What the task asks: Taking the listing below line by line, tally those that contain the string "face". Give the total alone.

Data excerpts:
====================
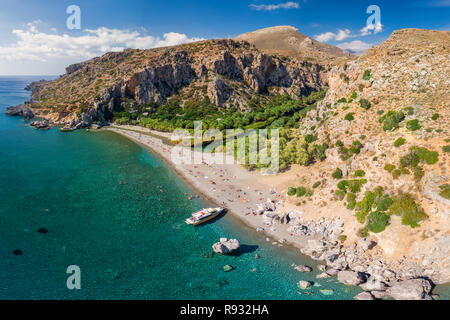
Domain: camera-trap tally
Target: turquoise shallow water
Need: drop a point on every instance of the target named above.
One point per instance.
(129, 240)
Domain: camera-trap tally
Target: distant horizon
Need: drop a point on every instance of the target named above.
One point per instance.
(37, 37)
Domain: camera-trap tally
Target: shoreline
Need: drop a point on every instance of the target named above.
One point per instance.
(320, 243)
(279, 235)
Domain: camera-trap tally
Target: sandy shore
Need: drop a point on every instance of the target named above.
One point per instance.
(230, 186)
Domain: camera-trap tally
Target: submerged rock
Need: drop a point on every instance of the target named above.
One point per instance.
(226, 246)
(20, 111)
(43, 230)
(17, 252)
(364, 296)
(351, 277)
(228, 268)
(327, 292)
(303, 268)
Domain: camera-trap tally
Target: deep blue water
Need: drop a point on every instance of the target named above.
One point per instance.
(129, 240)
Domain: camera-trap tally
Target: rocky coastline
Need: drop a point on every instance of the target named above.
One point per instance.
(358, 264)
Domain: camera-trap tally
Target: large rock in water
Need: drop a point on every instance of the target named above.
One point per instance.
(351, 277)
(226, 246)
(414, 289)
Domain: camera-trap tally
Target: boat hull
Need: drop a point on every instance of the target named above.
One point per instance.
(193, 222)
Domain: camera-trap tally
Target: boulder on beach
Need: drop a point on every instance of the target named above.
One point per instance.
(351, 277)
(20, 111)
(413, 289)
(327, 292)
(323, 275)
(364, 296)
(374, 284)
(226, 246)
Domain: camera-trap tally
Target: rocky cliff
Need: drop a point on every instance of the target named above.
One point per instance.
(227, 72)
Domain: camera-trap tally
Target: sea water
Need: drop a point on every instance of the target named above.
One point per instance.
(117, 212)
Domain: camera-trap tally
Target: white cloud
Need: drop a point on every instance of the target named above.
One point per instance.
(356, 47)
(35, 45)
(342, 34)
(367, 30)
(271, 7)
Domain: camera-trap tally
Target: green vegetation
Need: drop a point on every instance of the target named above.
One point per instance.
(299, 192)
(406, 207)
(377, 221)
(367, 75)
(413, 125)
(352, 97)
(391, 120)
(291, 191)
(351, 201)
(337, 174)
(354, 186)
(399, 142)
(445, 191)
(363, 233)
(347, 153)
(409, 110)
(350, 116)
(419, 155)
(273, 112)
(365, 104)
(298, 149)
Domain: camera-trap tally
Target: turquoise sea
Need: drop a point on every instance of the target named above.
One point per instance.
(129, 240)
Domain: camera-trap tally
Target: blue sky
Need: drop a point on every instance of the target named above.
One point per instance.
(34, 38)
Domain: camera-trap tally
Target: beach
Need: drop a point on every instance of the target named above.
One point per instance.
(227, 185)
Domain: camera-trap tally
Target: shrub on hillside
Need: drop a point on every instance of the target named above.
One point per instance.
(413, 125)
(406, 207)
(399, 142)
(365, 104)
(337, 174)
(391, 120)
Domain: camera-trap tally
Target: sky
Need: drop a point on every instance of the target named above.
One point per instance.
(35, 38)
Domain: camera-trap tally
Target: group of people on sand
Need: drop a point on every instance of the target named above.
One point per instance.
(232, 194)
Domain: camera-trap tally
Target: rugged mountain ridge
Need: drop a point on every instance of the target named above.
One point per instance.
(392, 101)
(227, 72)
(287, 40)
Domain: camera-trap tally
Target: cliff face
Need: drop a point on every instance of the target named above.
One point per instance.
(408, 73)
(230, 73)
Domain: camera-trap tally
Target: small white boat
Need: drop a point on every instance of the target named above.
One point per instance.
(66, 129)
(204, 215)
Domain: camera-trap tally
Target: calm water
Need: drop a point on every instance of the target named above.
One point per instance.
(129, 240)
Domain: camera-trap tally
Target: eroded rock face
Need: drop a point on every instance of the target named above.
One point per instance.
(20, 111)
(351, 277)
(414, 289)
(226, 246)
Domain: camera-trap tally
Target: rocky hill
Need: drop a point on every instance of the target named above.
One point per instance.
(288, 41)
(386, 119)
(377, 146)
(229, 73)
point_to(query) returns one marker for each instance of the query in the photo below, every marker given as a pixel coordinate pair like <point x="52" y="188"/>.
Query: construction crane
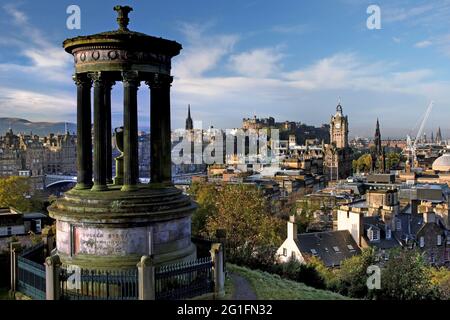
<point x="412" y="145"/>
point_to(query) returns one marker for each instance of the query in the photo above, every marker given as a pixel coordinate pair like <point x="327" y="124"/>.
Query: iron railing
<point x="184" y="280"/>
<point x="83" y="284"/>
<point x="31" y="274"/>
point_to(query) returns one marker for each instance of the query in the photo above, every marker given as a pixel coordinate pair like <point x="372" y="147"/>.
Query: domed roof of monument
<point x="123" y="37"/>
<point x="442" y="163"/>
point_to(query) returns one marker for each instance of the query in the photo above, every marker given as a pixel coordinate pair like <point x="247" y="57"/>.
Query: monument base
<point x="113" y="229"/>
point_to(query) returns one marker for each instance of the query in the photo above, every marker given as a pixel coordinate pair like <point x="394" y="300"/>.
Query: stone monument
<point x="110" y="222"/>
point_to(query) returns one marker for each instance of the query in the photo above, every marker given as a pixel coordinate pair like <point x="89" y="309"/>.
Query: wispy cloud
<point x="203" y="52"/>
<point x="259" y="63"/>
<point x="290" y="29"/>
<point x="26" y="85"/>
<point x="423" y="44"/>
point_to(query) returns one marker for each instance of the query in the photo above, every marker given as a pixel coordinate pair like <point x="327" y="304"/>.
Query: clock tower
<point x="339" y="129"/>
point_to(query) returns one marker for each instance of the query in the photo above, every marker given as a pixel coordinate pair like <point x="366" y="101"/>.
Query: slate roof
<point x="324" y="244"/>
<point x="376" y="223"/>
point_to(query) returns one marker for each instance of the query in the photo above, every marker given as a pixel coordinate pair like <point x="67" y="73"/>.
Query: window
<point x="388" y="233"/>
<point x="373" y="234"/>
<point x="398" y="224"/>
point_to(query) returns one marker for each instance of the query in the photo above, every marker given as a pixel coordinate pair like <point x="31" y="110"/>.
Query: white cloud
<point x="42" y="65"/>
<point x="423" y="44"/>
<point x="259" y="63"/>
<point x="42" y="59"/>
<point x="290" y="29"/>
<point x="40" y="106"/>
<point x="203" y="53"/>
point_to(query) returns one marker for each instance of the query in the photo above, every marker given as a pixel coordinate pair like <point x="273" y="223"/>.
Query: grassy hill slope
<point x="272" y="287"/>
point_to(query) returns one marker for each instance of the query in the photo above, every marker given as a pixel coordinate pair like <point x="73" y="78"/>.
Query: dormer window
<point x="388" y="233"/>
<point x="398" y="224"/>
<point x="373" y="234"/>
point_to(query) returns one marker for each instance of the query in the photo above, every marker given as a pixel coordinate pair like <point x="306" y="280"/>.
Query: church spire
<point x="439" y="136"/>
<point x="377" y="140"/>
<point x="189" y="122"/>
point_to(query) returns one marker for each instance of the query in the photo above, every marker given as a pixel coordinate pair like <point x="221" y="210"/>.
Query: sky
<point x="290" y="59"/>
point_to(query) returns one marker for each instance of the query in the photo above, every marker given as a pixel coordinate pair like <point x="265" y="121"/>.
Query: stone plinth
<point x="113" y="229"/>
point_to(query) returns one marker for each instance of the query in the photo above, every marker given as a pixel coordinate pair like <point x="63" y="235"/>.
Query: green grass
<point x="271" y="287"/>
<point x="229" y="288"/>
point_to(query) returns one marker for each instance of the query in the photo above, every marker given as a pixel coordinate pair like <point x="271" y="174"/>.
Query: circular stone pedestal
<point x="113" y="229"/>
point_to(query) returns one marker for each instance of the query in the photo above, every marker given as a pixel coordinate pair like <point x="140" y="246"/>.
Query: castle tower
<point x="111" y="224"/>
<point x="339" y="129"/>
<point x="439" y="136"/>
<point x="189" y="122"/>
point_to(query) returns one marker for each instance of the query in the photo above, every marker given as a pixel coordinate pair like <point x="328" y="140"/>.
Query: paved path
<point x="242" y="288"/>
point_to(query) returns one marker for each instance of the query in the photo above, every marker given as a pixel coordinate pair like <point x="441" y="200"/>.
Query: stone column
<point x="14" y="250"/>
<point x="130" y="127"/>
<point x="108" y="86"/>
<point x="218" y="269"/>
<point x="52" y="286"/>
<point x="84" y="141"/>
<point x="100" y="119"/>
<point x="160" y="132"/>
<point x="146" y="278"/>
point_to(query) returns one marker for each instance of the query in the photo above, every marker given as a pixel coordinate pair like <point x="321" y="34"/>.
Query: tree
<point x="14" y="193"/>
<point x="363" y="164"/>
<point x="392" y="160"/>
<point x="205" y="195"/>
<point x="440" y="278"/>
<point x="405" y="277"/>
<point x="352" y="276"/>
<point x="243" y="212"/>
<point x="304" y="212"/>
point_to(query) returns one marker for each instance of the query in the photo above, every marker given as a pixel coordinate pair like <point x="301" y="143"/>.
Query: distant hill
<point x="40" y="128"/>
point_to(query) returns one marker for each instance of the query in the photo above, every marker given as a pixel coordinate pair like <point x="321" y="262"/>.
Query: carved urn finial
<point x="122" y="18"/>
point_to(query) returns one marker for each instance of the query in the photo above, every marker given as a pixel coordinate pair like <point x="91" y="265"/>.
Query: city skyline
<point x="230" y="56"/>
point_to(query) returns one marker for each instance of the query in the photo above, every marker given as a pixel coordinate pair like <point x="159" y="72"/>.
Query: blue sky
<point x="287" y="59"/>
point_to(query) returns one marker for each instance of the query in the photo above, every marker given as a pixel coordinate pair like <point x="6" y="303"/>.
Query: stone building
<point x="60" y="154"/>
<point x="107" y="222"/>
<point x="338" y="154"/>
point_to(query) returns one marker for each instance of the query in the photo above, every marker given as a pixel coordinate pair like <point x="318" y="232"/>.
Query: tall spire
<point x="377" y="140"/>
<point x="189" y="122"/>
<point x="439" y="136"/>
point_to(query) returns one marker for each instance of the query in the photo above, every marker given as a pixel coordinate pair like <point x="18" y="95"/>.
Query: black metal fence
<point x="82" y="284"/>
<point x="184" y="280"/>
<point x="31" y="272"/>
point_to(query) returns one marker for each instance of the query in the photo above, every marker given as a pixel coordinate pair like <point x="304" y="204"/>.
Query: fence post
<point x="218" y="272"/>
<point x="14" y="250"/>
<point x="52" y="285"/>
<point x="146" y="278"/>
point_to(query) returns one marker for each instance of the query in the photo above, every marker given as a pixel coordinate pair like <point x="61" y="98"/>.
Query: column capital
<point x="159" y="80"/>
<point x="101" y="78"/>
<point x="130" y="78"/>
<point x="81" y="79"/>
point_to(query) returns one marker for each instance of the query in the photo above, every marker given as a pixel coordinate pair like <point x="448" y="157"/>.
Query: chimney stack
<point x="292" y="228"/>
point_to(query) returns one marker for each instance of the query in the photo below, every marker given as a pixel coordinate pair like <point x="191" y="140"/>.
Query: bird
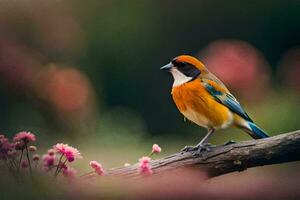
====================
Answer to the exercise: 2